── DATA LISTING ──

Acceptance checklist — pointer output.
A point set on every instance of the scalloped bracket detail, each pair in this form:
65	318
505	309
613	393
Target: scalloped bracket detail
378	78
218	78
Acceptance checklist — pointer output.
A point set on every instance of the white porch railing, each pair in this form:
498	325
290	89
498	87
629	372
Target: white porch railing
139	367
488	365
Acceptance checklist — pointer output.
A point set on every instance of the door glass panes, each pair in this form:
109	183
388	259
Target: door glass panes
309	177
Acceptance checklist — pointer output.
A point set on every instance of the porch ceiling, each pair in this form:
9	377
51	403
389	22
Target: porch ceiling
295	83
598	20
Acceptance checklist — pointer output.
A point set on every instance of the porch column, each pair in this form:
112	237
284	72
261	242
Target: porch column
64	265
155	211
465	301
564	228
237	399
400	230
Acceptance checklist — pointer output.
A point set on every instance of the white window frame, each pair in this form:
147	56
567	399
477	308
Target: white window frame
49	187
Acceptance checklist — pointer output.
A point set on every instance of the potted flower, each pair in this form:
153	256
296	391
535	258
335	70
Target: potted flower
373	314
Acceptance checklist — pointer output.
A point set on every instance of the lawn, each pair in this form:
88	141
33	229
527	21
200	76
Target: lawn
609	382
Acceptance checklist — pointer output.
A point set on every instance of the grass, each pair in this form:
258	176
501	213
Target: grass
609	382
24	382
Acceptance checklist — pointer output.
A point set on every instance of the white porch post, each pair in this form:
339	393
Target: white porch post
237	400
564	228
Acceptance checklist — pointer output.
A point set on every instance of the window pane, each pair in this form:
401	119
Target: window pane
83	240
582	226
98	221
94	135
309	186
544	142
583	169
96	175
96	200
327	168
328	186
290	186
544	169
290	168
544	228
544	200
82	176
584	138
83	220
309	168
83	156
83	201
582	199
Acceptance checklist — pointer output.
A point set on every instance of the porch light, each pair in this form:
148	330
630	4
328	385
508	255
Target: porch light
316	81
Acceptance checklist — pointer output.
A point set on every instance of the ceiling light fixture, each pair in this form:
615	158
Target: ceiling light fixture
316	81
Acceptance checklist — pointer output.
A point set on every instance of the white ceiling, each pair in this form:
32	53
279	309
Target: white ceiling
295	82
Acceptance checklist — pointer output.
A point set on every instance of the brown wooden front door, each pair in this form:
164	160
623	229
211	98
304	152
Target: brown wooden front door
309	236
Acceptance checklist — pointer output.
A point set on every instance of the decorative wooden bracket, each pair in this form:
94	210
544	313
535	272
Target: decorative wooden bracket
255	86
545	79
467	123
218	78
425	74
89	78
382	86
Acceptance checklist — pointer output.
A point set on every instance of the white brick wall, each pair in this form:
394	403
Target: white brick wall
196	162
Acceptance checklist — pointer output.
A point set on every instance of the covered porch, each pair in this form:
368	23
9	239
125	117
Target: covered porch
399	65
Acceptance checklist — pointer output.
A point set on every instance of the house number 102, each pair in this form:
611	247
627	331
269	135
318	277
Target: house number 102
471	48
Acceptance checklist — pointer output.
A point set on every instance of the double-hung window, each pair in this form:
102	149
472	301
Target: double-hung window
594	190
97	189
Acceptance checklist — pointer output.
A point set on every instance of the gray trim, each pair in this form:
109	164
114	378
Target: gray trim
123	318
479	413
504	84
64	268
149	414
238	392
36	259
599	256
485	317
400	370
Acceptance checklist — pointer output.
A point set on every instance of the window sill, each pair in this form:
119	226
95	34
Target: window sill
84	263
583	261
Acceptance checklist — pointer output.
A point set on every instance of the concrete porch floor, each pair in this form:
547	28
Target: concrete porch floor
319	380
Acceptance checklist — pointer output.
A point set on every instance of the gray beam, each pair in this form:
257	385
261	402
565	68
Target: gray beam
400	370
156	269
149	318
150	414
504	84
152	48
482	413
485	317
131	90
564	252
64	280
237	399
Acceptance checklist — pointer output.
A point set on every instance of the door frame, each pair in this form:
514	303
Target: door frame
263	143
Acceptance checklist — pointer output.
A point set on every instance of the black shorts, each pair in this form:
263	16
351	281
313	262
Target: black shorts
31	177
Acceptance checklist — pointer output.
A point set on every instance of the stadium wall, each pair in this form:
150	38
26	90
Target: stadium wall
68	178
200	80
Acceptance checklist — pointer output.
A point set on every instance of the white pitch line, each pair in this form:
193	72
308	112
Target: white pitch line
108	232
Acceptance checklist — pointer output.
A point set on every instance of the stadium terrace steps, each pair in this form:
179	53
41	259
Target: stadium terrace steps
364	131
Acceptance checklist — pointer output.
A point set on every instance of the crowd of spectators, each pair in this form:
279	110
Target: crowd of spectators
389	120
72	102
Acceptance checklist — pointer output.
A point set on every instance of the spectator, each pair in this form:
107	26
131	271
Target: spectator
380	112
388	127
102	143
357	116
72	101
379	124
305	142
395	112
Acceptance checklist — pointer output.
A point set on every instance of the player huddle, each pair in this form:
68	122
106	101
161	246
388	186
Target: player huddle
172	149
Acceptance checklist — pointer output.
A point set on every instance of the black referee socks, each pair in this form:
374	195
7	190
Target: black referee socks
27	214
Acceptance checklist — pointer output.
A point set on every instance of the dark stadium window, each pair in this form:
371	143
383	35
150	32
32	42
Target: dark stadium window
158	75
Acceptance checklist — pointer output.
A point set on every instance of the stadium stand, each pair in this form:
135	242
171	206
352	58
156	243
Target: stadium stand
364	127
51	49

───

WHAT IS REQUIRED: Without leaving anything out, give the entries again exactly.

THE COMPLETED TASK:
Acceptance checklist — pointer output.
A point set on every instance of the scalloped bracket detail, each pair in this form:
65	318
505	309
613	393
Target: scalloped bracket detail
378	78
218	78
Acceptance checklist — pointer output.
A point set on every instance of the white porch railing, each pair in this form:
498	325
290	89
498	87
629	372
Target: white porch railing
139	367
488	365
Acceptance checklist — pointer output.
A point set on every instance of the door glass panes, each pair in this form:
109	183
388	259
Target: door glass panes
309	177
Acceptance checklist — pointer output.
A point set on every instance of the porch ceiling, each pair in this form:
9	377
51	403
389	22
Target: porch ceiling
295	83
598	20
Acceptance checklist — pointer output.
A point set on every instance of the porch column, each pair in this form:
112	237
284	72
261	242
Target: porch column
64	265
155	211
465	301
564	228
237	399
400	230
Acceptance checklist — pointer output.
A point set on every instance of the white window frame, each pair in this form:
147	56
567	399
477	308
Target: white window frame
49	187
Acceptance checklist — pointer output.
A point set on every instance of the potted flower, each pair in this form:
153	256
296	391
535	258
335	70
Target: potted flower
373	314
Acceptance checklist — pointer output.
A point set on every instance of the lawn, each pair in this form:
88	141
33	229
527	21
200	76
Target: lawn
609	382
Acceptance checklist — pointer output.
A point set on every instance of the grass, each pair in this form:
258	176
501	213
Target: grass
609	382
24	382
Acceptance checklist — pointer output.
A point set on every instance of the white porch post, each pair in this form:
339	393
Target: white porch post
237	400
564	228
Acceptance checklist — pointer output.
A point set on every instance of the window pane, each pair in this form:
401	119
Target: window pane
83	240
582	226
98	221
94	135
309	186
544	142
583	169
96	175
96	200
327	168
328	186
290	186
544	169
290	168
544	228
544	200
82	176
584	138
83	220
309	168
83	156
83	201
582	199
Acceptance checklist — pointer output.
A point set on every instance of the porch light, each pair in this form:
148	330
630	4
328	385
508	255
Target: porch light
316	81
Acceptance checklist — pointer output.
A point set on every instance of the ceiling light fixture, each pair in this form:
615	158
Target: ceiling light fixture
316	81
Acceptance checklist — pointer output.
A point set on every instance of the white ceiling, each pair in this form:
32	53
279	309
Target: white ceiling
295	82
Acceptance checklist — pointer output.
A point set on every instance of the brown wooden front door, each pair in this form:
164	160
623	229
211	98
304	152
Target: brown wooden front door
309	236
Acceptance checklist — pointer output.
A point set on every instance of the decorative wooden bracket, each pair in this form:
94	210
544	313
535	272
Target: decorative wooden bracket
255	86
545	79
467	123
218	78
425	74
89	78
382	86
Acceptance checklist — pointer output.
A point set on every instance of the white brick wall, each pair in this form:
394	403
Target: white brick wall
196	162
Acceptance checklist — pointer output.
A point set on every instance of the covered porch, each pair in this form:
368	23
9	239
125	117
Target: covered porch
399	65
Acceptance checklist — pointer output.
A point set on every instance of the house number 102, each pair in this form:
611	247
627	331
269	135
318	277
Target: house number 102
471	48
Acceptance checklist — pointer output.
A point set on every instance of the double-hung window, each pair in this form:
102	149
472	301
Target: double-hung window
594	190
97	189
Acceptance checklist — pointer output.
A point set on every instance of the gray trim, each pair in this form:
109	164
114	378
Target: gray trim
123	318
479	413
504	84
64	268
149	414
238	392
36	259
599	256
485	317
400	370
Acceptance checklist — pointer output.
A point set on every instance of the window sill, each pair in this form:
119	226
95	34
Target: window sill
84	263
583	261
Acceptance checklist — pointer output.
A point set on every instance of the concrete porch floor, each pair in this form:
547	28
Target: concrete porch floor
319	380
Acceptance checklist — pointer output.
A point set on every instance of the gray beam, each pair in this form:
257	385
261	402
565	68
Target: gray beam
400	370
156	269
149	318
150	414
504	84
152	48
482	413
485	317
131	90
564	252
64	280
237	399
Acceptance checklist — pointer output.
A point set on every instance of the door frame, each pair in this form:
514	303
Target: door frame
263	143
Acceptance checklist — pointer output.
A point set on every instance of the black shorts, each pair in this form:
263	16
351	281
313	262
Target: black shorts
31	177
Acceptance checklist — pointer output.
A point set on every instance of the stadium wall, each pair in this form:
150	38
26	90
Target: stadium wall
68	178
200	80
Acceptance checklist — pointer output.
A point set on every instance of the white pitch line, each pair in this form:
193	72
308	112
Target: white pitch line
108	232
Acceptance checklist — pointer output.
A point set on every instance of the stadium terrace steps, each pair in this form:
179	53
41	259
Target: stadium terrace steps
364	131
Acceptance checklist — pointer output.
A point set on every instance of the crowd of spectators, each pair in this form:
279	110
Target: crowd of spectators
389	120
72	102
Acceptance checklist — pointer output.
A point set on every instance of the spectator, each pair in this form:
107	26
131	271
Target: spectator
380	112
388	127
102	143
357	116
72	101
379	124
305	142
395	112
Acceptance checklist — pointer output.
A point set on every instance of the player huddle, each pair in this form:
68	122
106	101
161	246
388	186
Target: player huddle
172	149
Acceptance checklist — pointer output.
A point set on every instance of the black referee socks, each pair in this form:
374	195
7	190
Target: black referee socks
27	214
Acceptance checklist — pointer output.
A point set on every instance of the dark stadium window, each pair in this form:
371	143
383	35
150	32
32	42
Target: dark stadium window
158	75
Acceptance checklist — pointer output.
A point set on every instance of the stadium stand, each pair in this form:
135	242
171	206
352	58
156	243
Target: stadium stand
364	127
51	49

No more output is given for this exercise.